• **作業項目 1**
Hailに関する記事のうち「動作するソフトウェアやライブラリの中には」で始まる段落を、主な事実を保ったまま箇条書きに書き直してください。
• **作業項目 2**
Hailに関する記事から、「使用するvcfファイルについ」を含む語句を起点とし、「terをデプロイしています。」の直後までを正確に抜き出してください。
• **作業項目 3**
Hailに関する記事の内容を2文で要約してください。

• **対象文章**
────
大規模GWASやPRS研究を可能にするHail(1)

2020-05-29 02:03未分類

Bioinformatics hail Jupyter Python Spark SSD

Takeru Elysia news!¶

大規模GWASやPRS研究を可能にするHail(1)¶

Takeru ElysiaはApache Sparkが利用可能な大規模計算プラットフォームです。従来のジョブスケジューラーを用いたものと異なり、複数台の計算機を使う同じcluster構成でも、次のような特徴を持っています。

自分でデータ分割をする必要がない
並列処理を自動実行してくれる
計算にnfsを使用しないため、ファイルI/Oがボトルネックになりにくい
高い拡張性を持っており、数ノードからスタートして数百ノード以上にスケールすることができる

動作するソフトウェアやライブラリの中にはGATKといったメジャーなものもありますが今回は大規模なGWASやPRS(Polygenic Risk Score)を用いた研究ができる、Hailについてお話しします。近年、各種バイオバンクが充実してきており、数年まではできなかったことが可能になってきているようです。Apache Spark上で動作するHailなら、いくつものバイオバンクのデータを読み込み、自在にフィルターや変換、アノテーションをしていくことで新しい知見をより早く得ることができます。

今日の内容: Hail上にvcfファイルを読み込み、データ構造や内容を閲覧してみます。¶

使用するvcfファイルについて: 使用するvcfファイルは、1000genomesより取得したものです。一度展開してひとつにまとめ、'chr'を取り除き、bgzipしていて、圧縮した状態で合計1.3TB程度あります。

$ ls /zfs-archive/1000genomes/vol1/ftp/data_collections/1000G_2504_high_coverage/working/20190425_NYGC_GATK/20190425_NYGC_GATK/CCDG_13607_B01_GRM_WGS_2019-02-19_*vcf.gz -v > list

$ ./vcf-concat `cat list` |awk '{gsub(/^chr/,""); print}' | /usr/local/miniconda3/bin/bgzip > 1000genomes_GRCh38.vcf.bgz

HailはPython上で動作します。まず、notebook上でHailを動作させます。この試験ではkubernetes上にspark clusterをデプロイしています。
────
• **参照表現データ**
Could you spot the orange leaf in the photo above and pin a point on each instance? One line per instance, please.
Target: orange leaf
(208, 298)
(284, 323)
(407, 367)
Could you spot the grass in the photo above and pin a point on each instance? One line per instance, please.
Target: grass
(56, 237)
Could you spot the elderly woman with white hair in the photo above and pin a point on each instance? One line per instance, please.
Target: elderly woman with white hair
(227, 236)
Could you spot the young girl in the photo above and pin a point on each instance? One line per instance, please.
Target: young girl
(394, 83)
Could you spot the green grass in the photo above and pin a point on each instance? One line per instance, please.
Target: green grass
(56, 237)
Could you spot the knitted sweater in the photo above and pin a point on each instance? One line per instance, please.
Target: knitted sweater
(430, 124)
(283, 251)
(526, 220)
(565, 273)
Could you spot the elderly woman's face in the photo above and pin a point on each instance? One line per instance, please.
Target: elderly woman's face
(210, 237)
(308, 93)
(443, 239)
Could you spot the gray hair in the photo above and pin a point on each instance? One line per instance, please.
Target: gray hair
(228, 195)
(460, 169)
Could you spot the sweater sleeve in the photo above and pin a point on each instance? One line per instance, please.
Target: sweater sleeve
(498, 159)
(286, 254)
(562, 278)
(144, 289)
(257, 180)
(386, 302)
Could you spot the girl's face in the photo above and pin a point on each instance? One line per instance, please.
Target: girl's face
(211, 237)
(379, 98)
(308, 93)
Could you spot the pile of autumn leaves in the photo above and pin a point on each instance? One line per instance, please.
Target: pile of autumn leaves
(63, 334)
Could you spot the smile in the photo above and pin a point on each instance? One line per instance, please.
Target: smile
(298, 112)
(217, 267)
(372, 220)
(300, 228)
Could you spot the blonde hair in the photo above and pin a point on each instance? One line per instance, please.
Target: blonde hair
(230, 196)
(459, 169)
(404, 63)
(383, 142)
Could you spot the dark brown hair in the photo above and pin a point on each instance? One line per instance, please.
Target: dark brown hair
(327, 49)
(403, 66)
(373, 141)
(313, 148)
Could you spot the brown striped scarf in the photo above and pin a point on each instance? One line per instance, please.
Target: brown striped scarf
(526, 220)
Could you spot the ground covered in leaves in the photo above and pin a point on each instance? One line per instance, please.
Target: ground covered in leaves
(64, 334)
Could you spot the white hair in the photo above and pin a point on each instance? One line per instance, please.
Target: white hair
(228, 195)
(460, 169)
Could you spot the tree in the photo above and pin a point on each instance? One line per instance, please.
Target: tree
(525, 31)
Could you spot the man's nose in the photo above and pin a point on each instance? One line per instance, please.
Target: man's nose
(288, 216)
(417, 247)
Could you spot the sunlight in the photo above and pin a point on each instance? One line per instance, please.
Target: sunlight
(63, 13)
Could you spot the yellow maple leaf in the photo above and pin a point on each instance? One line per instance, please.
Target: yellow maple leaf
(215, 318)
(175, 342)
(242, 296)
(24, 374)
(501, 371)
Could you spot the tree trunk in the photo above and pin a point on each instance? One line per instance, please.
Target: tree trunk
────
• **回答 1**
- 動作するソフトウェアやライブラリにはGATKのようなメジャーなものもありますが、今回は大規模なGWASやPRS(Polygenic Risk Score)を用いた研究ができるHailを取り上げます。
- 近年は各種バイオバンクが充実し、以前はできなかったことが可能になってきているようです。
- Apache Spark上で動作するHailを使えば、複数のバイオバンクのデータを読み込み、自在にフィルター、変換、アノテーションを行うことで、新しい知見をより早く得ることができます。

• **回答 2**
使用するvcfファイルについて: 使用するvcfファイルは、1000genomesより取得したものです。一度展開してひとつにまとめ、'chr'を取り除き、bgzipしていて、圧縮した状態で合計1.3TB程度あります。

$ ls /zfs-archive/1000genomes/vol1/ftp/data_collections/1000G_2504_high_coverage/working/20190425_NYGC_GATK/20190425_NYGC_GATK/CCDG_13607_B01_GRM_WGS_2019-02-19_*vcf.gz -v > list

$ ./vcf-concat `cat list` |awk '{gsub(/^chr/,""); print}' | /usr/local/miniconda3/bin/bgzip > 1000genomes_GRCh38.vcf.bgz

HailはPython上で動作します。まず、notebook上でHailを動作させます。この試験ではkubernetes上にspark clusterをデプロイしています。

• **回答 3**
Takeru ElysiaはApache Sparkが利用可能な大規模計算プラットフォームであり、データ分割が不要であること、並列処理を自動で実行すること、nfsを使用しないためファイルI/Oがボトルネックになりにくいこと、高い拡張性を持つことを特徴としています。今回は大規模なGWASやPRS研究を可能にするHailを取り上げ、1000genomesから取得したvcfファイルをHail上に読み込み、データ構造や内容を閲覧します。